::: Фрагмент для чтения :::
Ныне прощай же, царица, коней поверни к Океану![15 - Хрестоматия по античной литературе: в 2 т. / пер. М. Е. Грабарь-Пассек. М.: Просвещение, 1965. Т. 1. Н. Ф. Дератани, Н. А. Тимофеева. Греческая литература.]
Полное отсутствие эмоций, пронизывавшее искусство классического периода, когда изображались тела, лишенные всякого пафоса, теперь уступает место экстремальным ситуациям, исполненным высочайшего психологического напряжения. Очень часто мы оказываемся перед лицом бесстыдных любовников, слившихся в акте самого непристойного совокупления. Перед нами приоткрывается другая сторона изображения желания в искусстве Античности, когда Гермафродит становится центральной фигурой. В скульптурной группе, ныне хранящейся в Национальном археологическом музее в Неаполе, которая была обнаружена на вилле Оплонтис в Торре-Аннунциата, юноша изваян вместе с сатиром, внезапно овладевшим им, возможно, в лесной чаще, вдали от нескромных взглядов. Здесь идиллическим выглядит только окружение, в то время как само действие исполнено драматизма.
Скульптор изобразил своих персонажей то ли борющимися, то ли сжимающими один другого в страстных объятиях. Гермафродиту приходится изогнуться, чтобы вырваться из цепких объятий сатира, ухватившегося за его руку, чтобы не упасть. Оба ужасных создания, в которых смешались два начала, человеческое и природное, отталкивают друг друга двусмысленными жестами, что еще более усиливает напряжение. Сила охватившей их страсти настолько очевидна, что для ее обозначения древние греки использовали специальный термин симплегма, то есть группа странных, соединенных и переплетенных фигур, расположенных в необычных позах, где притяжение соединяется с отталкиванием. Прекрасное единение желаний и эмоций в скульптуре, так же как и в поэзии, осталось чуждым искусству эллинистической эпохи.
Рим колебался между двумя этими крайностями, время от времени склоняясь то в сторону классической, то эллинистической модели, к группам переплетенных фигур, черпая идеи из греческой традиции, так и не сумев создать новых персонажей. Римляне расписывали стены помпейских домов фресками, на которых любовные сцены, лишенные пафоса, чередовались с двусмысленными, непристойными сценами.
Окончательный упадок Римской империи способствовал нарастанию хаоса в изображениях желания. Казалось, что искусство утратило какие-либо правила или направления развития. Можно было любить кого угодно, желать и отталкивать в одно и то же время, совокупляться с существами любой природы, погрузившись в поток изменчивых чувств, отражавших нараставший хаос и иррациональность в обществе.
:::
* Задание:
Продолжите приведённый выше фрагмент об изображении желания в античном искусстве, начав сразу после его последнего предложения.
::: Раздел данных :::
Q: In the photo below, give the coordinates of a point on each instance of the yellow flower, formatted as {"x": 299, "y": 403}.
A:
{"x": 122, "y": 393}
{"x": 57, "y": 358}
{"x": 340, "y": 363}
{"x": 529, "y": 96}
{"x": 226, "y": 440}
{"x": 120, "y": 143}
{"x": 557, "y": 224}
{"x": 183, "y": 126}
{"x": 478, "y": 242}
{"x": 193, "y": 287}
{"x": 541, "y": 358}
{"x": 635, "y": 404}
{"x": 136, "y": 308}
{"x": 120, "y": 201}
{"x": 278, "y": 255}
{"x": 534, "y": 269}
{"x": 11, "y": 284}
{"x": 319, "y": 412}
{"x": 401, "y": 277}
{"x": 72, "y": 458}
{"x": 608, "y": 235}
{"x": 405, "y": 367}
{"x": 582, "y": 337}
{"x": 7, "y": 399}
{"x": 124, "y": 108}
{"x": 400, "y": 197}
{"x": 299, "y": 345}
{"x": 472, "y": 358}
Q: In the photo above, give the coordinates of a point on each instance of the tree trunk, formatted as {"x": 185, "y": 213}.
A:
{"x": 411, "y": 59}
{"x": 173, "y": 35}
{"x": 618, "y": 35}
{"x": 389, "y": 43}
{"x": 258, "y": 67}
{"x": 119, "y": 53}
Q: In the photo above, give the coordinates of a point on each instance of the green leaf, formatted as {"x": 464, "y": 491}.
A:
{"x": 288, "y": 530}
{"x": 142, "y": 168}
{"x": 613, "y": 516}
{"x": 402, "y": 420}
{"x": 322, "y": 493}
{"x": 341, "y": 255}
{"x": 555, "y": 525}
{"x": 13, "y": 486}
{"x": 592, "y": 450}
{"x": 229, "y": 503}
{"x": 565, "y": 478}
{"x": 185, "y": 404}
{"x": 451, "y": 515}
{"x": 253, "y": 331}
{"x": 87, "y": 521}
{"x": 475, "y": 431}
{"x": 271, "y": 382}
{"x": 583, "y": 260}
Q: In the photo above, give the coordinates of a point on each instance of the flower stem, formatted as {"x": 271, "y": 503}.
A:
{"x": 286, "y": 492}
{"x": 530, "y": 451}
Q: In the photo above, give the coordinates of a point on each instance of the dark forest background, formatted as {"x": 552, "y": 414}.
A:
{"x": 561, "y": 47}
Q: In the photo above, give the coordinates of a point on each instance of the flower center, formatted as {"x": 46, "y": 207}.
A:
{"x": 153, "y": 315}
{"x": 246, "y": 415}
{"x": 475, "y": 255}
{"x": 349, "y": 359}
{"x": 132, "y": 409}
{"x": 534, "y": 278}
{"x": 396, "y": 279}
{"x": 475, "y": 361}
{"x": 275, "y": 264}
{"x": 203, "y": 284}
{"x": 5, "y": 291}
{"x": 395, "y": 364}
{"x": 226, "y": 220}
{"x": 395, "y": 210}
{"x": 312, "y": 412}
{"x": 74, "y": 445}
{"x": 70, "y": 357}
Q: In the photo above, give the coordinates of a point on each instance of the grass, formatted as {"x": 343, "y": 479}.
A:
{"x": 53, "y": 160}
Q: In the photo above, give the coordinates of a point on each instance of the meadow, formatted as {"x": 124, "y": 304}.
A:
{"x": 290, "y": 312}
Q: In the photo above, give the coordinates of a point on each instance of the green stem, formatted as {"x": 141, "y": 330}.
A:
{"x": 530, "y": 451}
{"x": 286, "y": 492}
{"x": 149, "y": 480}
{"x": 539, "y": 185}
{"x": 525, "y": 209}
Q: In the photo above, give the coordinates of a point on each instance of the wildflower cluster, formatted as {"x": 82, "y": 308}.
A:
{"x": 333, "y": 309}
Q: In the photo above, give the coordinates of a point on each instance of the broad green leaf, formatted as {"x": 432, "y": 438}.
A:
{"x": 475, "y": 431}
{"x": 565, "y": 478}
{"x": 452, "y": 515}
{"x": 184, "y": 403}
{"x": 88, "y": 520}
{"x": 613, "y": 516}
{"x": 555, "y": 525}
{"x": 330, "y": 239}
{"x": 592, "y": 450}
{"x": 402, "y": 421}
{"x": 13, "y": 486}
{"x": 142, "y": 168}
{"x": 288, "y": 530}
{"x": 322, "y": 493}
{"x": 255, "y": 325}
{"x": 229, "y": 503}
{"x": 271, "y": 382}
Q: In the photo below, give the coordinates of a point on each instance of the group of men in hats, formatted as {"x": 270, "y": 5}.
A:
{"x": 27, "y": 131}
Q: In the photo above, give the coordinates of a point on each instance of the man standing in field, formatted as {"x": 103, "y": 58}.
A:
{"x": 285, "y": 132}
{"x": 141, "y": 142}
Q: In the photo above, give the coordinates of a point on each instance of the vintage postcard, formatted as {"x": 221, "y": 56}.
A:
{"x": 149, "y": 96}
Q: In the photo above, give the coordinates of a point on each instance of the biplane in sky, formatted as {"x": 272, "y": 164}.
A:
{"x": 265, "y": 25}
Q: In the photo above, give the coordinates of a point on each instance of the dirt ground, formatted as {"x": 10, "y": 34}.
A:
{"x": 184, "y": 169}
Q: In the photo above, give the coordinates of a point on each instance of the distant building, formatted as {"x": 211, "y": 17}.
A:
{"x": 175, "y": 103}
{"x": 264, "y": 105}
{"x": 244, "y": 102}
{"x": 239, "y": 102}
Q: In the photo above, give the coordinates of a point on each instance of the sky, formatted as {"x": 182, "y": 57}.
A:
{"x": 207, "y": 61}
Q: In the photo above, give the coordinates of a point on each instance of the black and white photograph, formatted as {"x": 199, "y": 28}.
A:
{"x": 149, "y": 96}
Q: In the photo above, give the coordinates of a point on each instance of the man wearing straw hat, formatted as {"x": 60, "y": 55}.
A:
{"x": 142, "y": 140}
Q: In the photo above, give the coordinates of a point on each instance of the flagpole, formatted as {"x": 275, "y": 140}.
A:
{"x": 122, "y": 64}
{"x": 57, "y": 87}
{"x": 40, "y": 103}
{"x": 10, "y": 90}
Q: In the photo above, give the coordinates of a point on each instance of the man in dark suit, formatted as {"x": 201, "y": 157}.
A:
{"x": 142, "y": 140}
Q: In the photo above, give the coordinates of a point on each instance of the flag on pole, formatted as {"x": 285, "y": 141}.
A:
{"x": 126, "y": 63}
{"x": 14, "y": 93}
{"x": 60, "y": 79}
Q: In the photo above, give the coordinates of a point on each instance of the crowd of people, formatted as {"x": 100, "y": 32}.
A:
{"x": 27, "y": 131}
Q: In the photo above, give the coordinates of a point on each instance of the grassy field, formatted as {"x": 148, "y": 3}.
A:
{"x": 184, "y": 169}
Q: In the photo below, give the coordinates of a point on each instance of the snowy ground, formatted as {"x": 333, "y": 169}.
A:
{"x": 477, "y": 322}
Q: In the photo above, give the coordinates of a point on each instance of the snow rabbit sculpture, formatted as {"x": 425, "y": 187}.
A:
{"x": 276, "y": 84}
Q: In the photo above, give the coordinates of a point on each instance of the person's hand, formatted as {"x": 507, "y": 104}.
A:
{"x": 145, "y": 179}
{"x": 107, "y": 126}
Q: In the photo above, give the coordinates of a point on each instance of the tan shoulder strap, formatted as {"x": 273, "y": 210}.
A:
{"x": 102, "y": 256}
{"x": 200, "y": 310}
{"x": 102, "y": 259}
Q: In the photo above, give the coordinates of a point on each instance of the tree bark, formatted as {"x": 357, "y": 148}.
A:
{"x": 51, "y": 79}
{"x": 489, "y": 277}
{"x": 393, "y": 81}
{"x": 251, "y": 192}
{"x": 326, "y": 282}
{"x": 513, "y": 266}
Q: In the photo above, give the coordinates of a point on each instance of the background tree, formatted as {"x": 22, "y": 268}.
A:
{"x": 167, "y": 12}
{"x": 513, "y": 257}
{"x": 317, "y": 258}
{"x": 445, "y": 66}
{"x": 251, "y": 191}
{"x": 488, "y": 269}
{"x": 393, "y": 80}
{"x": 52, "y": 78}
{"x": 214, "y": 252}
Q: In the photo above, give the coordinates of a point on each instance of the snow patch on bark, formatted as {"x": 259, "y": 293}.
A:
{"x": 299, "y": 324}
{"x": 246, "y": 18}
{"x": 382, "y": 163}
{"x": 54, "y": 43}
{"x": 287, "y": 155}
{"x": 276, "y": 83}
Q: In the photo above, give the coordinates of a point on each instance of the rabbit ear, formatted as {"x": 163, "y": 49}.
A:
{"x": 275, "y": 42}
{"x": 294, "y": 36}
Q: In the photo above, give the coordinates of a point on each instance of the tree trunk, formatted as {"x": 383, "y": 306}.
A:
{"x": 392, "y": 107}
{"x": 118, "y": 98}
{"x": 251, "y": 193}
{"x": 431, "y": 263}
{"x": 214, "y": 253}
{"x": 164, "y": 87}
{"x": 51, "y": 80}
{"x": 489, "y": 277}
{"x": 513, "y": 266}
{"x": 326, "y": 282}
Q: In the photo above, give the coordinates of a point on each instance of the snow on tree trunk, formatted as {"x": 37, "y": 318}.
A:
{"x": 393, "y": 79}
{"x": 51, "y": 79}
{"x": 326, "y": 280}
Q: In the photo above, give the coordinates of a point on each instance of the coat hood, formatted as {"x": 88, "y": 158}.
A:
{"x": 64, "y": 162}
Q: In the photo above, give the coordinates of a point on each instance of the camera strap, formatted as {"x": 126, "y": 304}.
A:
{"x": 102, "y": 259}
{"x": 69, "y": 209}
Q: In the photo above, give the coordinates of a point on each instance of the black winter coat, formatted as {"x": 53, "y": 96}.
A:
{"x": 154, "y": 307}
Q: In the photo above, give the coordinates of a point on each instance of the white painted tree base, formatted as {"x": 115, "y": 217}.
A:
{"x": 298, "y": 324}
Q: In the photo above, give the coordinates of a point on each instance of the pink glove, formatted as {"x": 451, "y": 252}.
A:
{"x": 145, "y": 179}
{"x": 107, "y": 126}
:::
* Ответ к заданию:
Возвращение к христианскому порядку
Только в IV в. начали появляться некоторые изображения, отражавшие преобладающую духовность желания и не имевшие ничего общего с грешными человеческими страстями. На заре христианского искусства считалось, что единственным желанием, достойным изображения, может считаться только жажда, толкающая оленя к воде, описанная в 41-м Псалме[16 - Псалтирь. Псалом 41: так же, как олень стремится к источникам вод, так стремится душа моя к Тебе, Боже.] и проиллюстрированная многочисленными мозаиками, сплошь покрывавшими стены и абсиды церквей и катакомб.
Среди них выделяется мозаика, находящаяся в мавзолее Галлы Плацидии в Равенне, где в 425 г. были изображены два благородных животных, обвитые виноградной лозой, утолявшие жажду в ручье, низко склонив свои увенчанные великолепными рогами головы. Однако в данном случае речь шла о духе, и только истинно верующие могли правильно истолковать эти символы. Это была версия желания, совпадавшая со стремлением встретить Бога после смерти. В дальнейшем изображение желания пошло различными путями.
Новое идеологическое направление, возникшее уже в V в. н. э., кажется, сумело преодолеть хаос поздней Римской империи и восстановить порядок в сфере эмоций, что не замедлило принести свои результаты в искусстве. Задачей философов-схоластиков было создание отлаженной системы, которая позволила бы объяснять законы природы, управляющие вселенной, включая такие чувства, как желание.
Кассиодор[17 - Флавий Магн Аврелий Кассиодор Сенатор (лат. Flavius Magnus Aurelius Cassiodorus Senator, между 480–490, Сцилациум, Бруттий – между 585–590, там же) – римский писатель-панегирист, историк и экзегет, государственный деятель во время правления короля остготов Теодориха Великого и его преемников, вершиной его карьеры стала должность префекта претория Италии.] утверждал, что «любовь – это груз, придающий движение душе», апеллируя к формуле, согласно которой действие эмоций подобно действиям законов физики. К этой аксиоме обращался Боэций[18 - Аниций Манлий Северин Боэций (ок. 480–524, по другим сведениям 526) – римский государственный деятель, философ-неоплатоник, теоретик музыки, христианский теолог.], который в своем «Утешении философией» с исчерпывающей ясностью показал, какую роль любовное желание должно выполнять в жизни человека. Эта роль абсолютно уникальна.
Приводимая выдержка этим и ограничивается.